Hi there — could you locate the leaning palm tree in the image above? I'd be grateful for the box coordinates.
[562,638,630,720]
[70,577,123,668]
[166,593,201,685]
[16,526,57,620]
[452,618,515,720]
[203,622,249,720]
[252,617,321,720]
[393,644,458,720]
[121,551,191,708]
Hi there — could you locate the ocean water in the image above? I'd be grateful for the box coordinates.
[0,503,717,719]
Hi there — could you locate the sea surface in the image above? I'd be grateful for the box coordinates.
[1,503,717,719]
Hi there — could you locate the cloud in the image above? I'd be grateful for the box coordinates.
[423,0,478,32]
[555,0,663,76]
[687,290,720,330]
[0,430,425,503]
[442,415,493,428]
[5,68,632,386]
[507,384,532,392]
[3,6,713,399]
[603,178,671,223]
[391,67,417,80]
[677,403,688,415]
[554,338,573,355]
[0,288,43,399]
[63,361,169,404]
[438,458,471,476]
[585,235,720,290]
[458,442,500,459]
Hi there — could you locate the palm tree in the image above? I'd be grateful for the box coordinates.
==
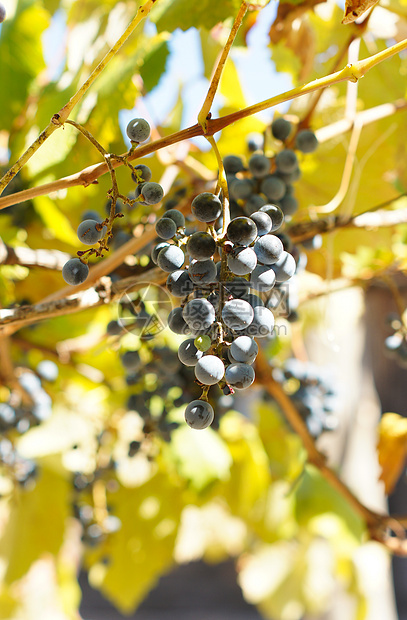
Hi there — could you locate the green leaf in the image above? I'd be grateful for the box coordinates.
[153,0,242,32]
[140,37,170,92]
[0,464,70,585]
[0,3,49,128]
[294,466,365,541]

Exercise goal: In the listing above, find the line containing "Hi there — could you locate the leaning" and the line containing "Hi there — could you locate the palm", then quote both, plus every line between them, exactly as written.

Task solution:
Hi there — could you locate the leaning palm tree in the image above? I'd be grateful for the box coordinates.
[562,638,630,720]
[70,577,123,668]
[166,593,201,685]
[16,526,57,620]
[452,618,515,720]
[203,622,249,720]
[252,617,321,720]
[393,644,458,720]
[121,551,191,708]
Hi there — could you locate the ocean water in the image above? I'd be grateful for the box coordinates.
[0,503,717,719]
Hi there — could you locate the sea surface in the image above? I'd be grateful for the box coordinates.
[1,503,717,719]
Hi there — could you locate the cloud in the image above? I'd be grateful for the box coordinates.
[423,0,478,32]
[555,0,663,76]
[687,290,720,330]
[0,430,425,503]
[442,415,493,428]
[5,68,632,386]
[507,384,532,392]
[3,6,713,399]
[603,178,671,223]
[391,67,417,80]
[677,403,688,415]
[554,338,573,355]
[0,288,43,399]
[63,361,169,404]
[438,458,471,476]
[585,235,720,290]
[458,442,500,459]
Hi there — could you locate the palm tree in the image above? I'd be grateful for the box coordinates.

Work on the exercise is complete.